◆ STORED DATA:
* * *

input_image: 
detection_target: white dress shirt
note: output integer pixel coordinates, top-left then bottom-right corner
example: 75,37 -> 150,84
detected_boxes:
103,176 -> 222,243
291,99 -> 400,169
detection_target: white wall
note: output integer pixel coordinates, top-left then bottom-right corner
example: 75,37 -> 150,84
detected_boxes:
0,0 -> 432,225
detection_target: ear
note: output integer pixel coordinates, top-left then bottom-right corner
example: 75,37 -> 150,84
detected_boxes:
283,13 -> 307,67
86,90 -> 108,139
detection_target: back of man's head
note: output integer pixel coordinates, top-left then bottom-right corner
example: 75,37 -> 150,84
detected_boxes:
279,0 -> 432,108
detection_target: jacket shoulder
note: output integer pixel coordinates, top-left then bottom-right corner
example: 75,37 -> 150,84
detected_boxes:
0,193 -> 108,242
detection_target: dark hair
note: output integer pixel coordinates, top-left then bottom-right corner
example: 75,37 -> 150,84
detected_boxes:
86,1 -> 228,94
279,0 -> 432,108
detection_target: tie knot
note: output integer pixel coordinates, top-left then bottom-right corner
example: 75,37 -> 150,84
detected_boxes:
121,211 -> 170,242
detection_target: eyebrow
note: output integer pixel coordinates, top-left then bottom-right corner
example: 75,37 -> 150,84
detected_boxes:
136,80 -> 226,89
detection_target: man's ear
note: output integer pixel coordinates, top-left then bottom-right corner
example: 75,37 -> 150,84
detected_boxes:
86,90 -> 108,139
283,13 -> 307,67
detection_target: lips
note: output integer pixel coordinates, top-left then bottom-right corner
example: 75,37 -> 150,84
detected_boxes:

* * *

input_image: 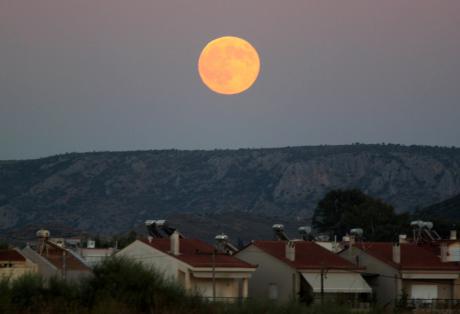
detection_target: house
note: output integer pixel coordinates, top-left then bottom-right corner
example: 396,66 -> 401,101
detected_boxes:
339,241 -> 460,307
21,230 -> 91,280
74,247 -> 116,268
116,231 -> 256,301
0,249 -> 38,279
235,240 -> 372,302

* * *

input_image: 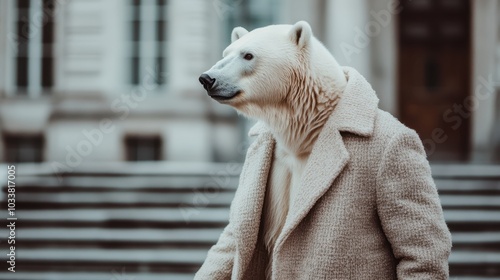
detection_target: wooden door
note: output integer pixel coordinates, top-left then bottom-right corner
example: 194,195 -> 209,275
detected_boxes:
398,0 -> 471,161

* * *

◆ GIVEN REQUEST: Please return the lines of the records unchanged, starting at the line that contains "detection_target: jacket shoulder" and stopping after the line that contains "136,80 -> 226,89".

◆ SOLVED EXERCISE:
detection_target: jacket shoulder
note: output integer pixel coordinates, top-left then bottom-right corner
example: 75,37 -> 150,84
detected_boxes:
0,193 -> 108,242
detection_target: dark hair
note: output integer pixel coordinates, top-left then bottom-right corner
example: 75,37 -> 150,84
detected_boxes:
86,1 -> 228,94
279,0 -> 432,108
detection_target: tie knot
note: output integer pixel coordinates, top-left then bottom-right corner
example: 75,37 -> 150,84
detected_boxes:
121,211 -> 170,242
detection_target: eyebrow
note: output integer pixel coordinates, top-left then bottom-right corner
example: 75,37 -> 150,84
detected_boxes:
136,80 -> 226,89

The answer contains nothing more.